▶ **Exercise details**: What this exercise calls for is an exact copy of the data.

▶ **Recorded information**:
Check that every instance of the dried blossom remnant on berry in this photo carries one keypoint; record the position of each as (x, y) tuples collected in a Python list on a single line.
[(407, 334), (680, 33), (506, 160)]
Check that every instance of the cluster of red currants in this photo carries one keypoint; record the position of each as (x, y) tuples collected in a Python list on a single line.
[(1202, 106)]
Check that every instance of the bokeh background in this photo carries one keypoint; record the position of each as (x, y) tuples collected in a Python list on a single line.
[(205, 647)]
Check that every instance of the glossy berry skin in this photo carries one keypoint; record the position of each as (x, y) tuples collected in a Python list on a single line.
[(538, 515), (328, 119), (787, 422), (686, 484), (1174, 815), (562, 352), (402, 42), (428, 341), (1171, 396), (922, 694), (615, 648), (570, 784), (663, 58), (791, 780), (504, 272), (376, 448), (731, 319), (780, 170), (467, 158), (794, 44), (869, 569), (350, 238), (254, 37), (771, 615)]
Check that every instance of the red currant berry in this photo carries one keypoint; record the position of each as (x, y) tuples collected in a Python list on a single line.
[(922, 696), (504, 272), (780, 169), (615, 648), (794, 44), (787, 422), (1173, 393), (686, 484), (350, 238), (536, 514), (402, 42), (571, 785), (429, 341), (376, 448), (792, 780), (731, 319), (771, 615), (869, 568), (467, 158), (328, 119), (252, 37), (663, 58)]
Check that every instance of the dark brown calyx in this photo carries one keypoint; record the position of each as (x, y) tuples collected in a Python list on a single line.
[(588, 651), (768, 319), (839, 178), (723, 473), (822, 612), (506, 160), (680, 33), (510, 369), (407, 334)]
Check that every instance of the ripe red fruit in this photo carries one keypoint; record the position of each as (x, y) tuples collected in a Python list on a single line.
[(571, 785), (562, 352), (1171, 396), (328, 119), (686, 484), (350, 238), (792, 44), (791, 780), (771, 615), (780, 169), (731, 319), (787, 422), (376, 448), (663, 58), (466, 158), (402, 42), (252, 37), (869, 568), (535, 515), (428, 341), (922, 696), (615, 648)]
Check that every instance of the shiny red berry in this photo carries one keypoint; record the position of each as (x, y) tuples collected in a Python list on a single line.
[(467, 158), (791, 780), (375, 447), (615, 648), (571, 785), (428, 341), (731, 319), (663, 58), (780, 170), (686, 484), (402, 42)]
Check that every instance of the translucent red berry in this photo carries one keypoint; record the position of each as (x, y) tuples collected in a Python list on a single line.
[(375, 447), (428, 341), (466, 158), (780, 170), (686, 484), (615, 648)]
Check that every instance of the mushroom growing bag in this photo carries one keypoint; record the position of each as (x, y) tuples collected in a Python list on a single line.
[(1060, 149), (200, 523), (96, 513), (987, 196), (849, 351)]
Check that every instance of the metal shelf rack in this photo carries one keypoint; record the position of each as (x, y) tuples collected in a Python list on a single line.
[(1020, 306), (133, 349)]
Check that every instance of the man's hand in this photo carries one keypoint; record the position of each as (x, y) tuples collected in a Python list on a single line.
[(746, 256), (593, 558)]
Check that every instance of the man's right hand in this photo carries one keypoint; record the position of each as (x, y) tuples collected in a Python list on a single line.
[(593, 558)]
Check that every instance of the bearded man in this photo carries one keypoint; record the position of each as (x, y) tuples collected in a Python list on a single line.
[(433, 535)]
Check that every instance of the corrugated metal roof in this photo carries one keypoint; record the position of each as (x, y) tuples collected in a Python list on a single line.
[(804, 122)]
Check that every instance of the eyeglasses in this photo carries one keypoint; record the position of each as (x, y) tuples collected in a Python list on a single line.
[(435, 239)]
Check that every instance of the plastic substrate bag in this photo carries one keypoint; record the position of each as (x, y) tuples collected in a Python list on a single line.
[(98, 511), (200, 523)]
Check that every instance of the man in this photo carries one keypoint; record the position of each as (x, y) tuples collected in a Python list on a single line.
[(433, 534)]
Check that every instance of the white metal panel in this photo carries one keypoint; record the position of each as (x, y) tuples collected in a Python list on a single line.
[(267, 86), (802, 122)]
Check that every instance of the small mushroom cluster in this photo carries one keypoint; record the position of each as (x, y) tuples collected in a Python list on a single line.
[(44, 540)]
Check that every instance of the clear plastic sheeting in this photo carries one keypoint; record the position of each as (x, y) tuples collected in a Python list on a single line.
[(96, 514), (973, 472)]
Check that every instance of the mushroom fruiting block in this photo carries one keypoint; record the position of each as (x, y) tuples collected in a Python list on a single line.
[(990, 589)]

▶ **Output of the exercise**:
Check that every instance of the dried blossom remnant on berry in this photo carries one keypoint; record the position of each as (x, y) tuples collected in a Python list on a single line.
[(407, 334), (680, 33), (506, 160)]
Check that every instance of the cluster of red currants in this photo carries one keypoint; record the position of each as (x, y) tuples collected in a Python list on a single line.
[(1202, 106)]
Check that every instance of the bokeh background in this photo carries one keypoint; record the position of each as (x, y) tuples collected in a Python list on a single line.
[(205, 647)]
Check that every instance of the glossy berry skin in this photo carries one keypoint; record the position of each as (x, y) tuples collected in a Python list on a single line.
[(538, 515), (328, 119), (787, 422), (686, 484), (1174, 815), (562, 352), (402, 42), (428, 341), (1171, 396), (922, 694), (615, 648), (570, 784), (663, 58), (791, 780), (504, 272), (376, 448), (731, 319), (780, 170), (467, 158), (794, 44), (869, 569), (350, 238), (254, 37), (771, 615)]
Check that every instance of the red currant berry in this photo carries one keypoint; record the position of each as (x, y) tuples collected in a Python list on a single line.
[(922, 696), (504, 272), (780, 169), (615, 648), (794, 44), (787, 422), (1173, 393), (686, 484), (350, 238), (536, 514), (402, 42), (571, 785), (429, 341), (376, 448), (792, 780), (731, 319), (771, 615), (869, 568), (467, 158), (328, 119), (252, 37), (663, 58)]
Check that every instance of the dark brown calyx in this photo carries one keypoint; record the position of each as (x, y) tuples collected in a Python list on a single line.
[(588, 651), (768, 319), (839, 178), (723, 473), (822, 612), (506, 160), (680, 33), (510, 369), (407, 334)]
Check that every instance of the ripe red fruit in this photo carries one keypoint; record the position of each as (x, y) tuples collected in a Python list on a single line.
[(571, 785), (562, 352), (1171, 396), (328, 119), (686, 484), (350, 238), (792, 44), (791, 780), (771, 615), (780, 169), (731, 319), (787, 422), (376, 448), (663, 58), (466, 158), (402, 42), (252, 37), (869, 568), (535, 515), (428, 341), (922, 696), (615, 648)]
Check that every instance of the shiny red berry in this photo carries one keypoint; record the position of each as (x, y) tuples collected in a Python list on a single line.
[(467, 158), (791, 780), (375, 447), (615, 648), (571, 785), (428, 341), (731, 319), (663, 58), (780, 170), (686, 484), (402, 42)]
Check that every instance of the translucent red berry in this photo carries one keypoint; record the position of each as (x, y) tuples collected in a Python list on a single line.
[(375, 447), (428, 341), (466, 158), (780, 170), (686, 484), (615, 648)]
Check that every instance of the mushroom growing bag in this photo carries one keypoint; record the position of each as (x, y) tuples collected in a Python list on a single line.
[(1060, 149), (200, 523), (96, 513), (987, 196), (849, 351)]
Check that every instance of the metal shelf rack in this photo carries one keypoint; record the position of each as (x, y) tuples collected in a Python list on a single line.
[(1020, 306), (133, 349)]
Check that every instance of the man's hand in this photo carries one keypoint; record the position of each as (x, y) tuples collected in a Python list on a single line.
[(746, 256), (593, 558)]
Check that every instance of the man's right hand in this photo carries one keypoint; record the position of each as (x, y) tuples collected in a Python list on a single line.
[(593, 558)]
Check that every instance of the bearded man in this photo carries one keypoint; record the position of each as (x, y) tuples collected in a Python list on a single line.
[(433, 535)]
Check that every instance of the corrugated metal roof in this photo carries one keypoint; record the position of each as (x, y) tuples collected in a Python list on a single line.
[(804, 122)]
Check that every instance of the eyeglasses in this photo carries one keypoint; record the position of each as (x, y) tuples collected in a Python list on a single line.
[(435, 239)]
Check that every instance of the plastic substrate bag in this photo carries one keypoint; record the position of each as (x, y) tuples collected in a Python list on a single line.
[(98, 511), (200, 523)]
Check that every instance of the man in this photo carries one keypoint; record the position of each as (x, y) tuples collected in a Python list on a single line.
[(433, 534)]
Check that every instance of the white metal panel in this photo carries one keypoint; record the position of each as (x, y) tuples collected in a Python list on a single line.
[(267, 86), (802, 122)]
Check that every instance of the small mushroom cluster in this photo carries one keypoint; record the position of each as (x, y) tuples collected in a Python list on a single line.
[(44, 540)]
Check that every instance of the clear plastic sheeting in this photo carries one keypoint; record the position of each as (x, y) tuples collected in a Python list on a single line.
[(96, 514), (973, 472)]
Check that every instance of the mushroom fruiting block in this photo carries one keypoint; record the position of each as (x, y) tuples collected in a Python list on a single line.
[(990, 589)]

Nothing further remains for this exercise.